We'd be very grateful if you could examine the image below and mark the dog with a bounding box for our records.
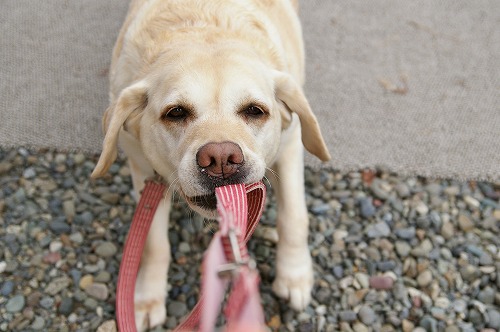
[92,0,330,331]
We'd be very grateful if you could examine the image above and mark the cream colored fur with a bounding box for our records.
[93,0,330,331]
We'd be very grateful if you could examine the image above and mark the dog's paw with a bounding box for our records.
[273,253,314,311]
[134,297,167,332]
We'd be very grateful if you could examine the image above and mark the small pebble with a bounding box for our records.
[5,295,26,313]
[358,306,377,325]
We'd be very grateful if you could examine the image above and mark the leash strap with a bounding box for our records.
[116,179,266,332]
[116,179,166,332]
[175,182,266,332]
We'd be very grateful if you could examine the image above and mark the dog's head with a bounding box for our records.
[92,42,330,217]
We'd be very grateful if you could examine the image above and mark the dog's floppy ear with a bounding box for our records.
[91,81,147,178]
[274,72,331,161]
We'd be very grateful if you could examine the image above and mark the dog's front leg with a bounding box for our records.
[130,160,171,331]
[269,124,313,310]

┄┄┄┄┄┄┄┄┄┄┄┄┄┄┄┄┄┄┄┄

Update all of the lines above so that "bounding box" becomes "rectangle" wherever it appears, and change nothing else. Leave the pictures out of your answer.

#### Answer below
We'd be very grateful if you could examine the image below and mark the dog with a rectangle for our records.
[92,0,330,331]
We'd be very grateful if you could examine the image above and mark the cream colored fur with a rectangle for our records.
[93,0,330,331]
We'd be very grateful if you could examine the image above and mark the dog's paw with a rectangle for our records.
[273,253,314,311]
[134,297,167,332]
We'd be very grateful if you could examine the image above and mark the small pebble with a rectangle for our records.
[5,295,26,313]
[358,306,377,325]
We'd be very grateful if you could examine the image above and mark the leash strap with a rectangle for our records.
[116,179,266,332]
[116,179,166,332]
[175,182,266,332]
We'd be very grateful if you could examine the image above and mark the dog's head with a rectangle for our records.
[92,42,330,217]
We'd be very grateful if you could examine the image above and mark the dog's floppy ear with a rectangle for our records.
[91,81,147,178]
[274,72,331,161]
We'd be very grateful if you could examine the image above and mark the dog's front leg with a rectangle for our records.
[130,160,171,331]
[269,124,313,310]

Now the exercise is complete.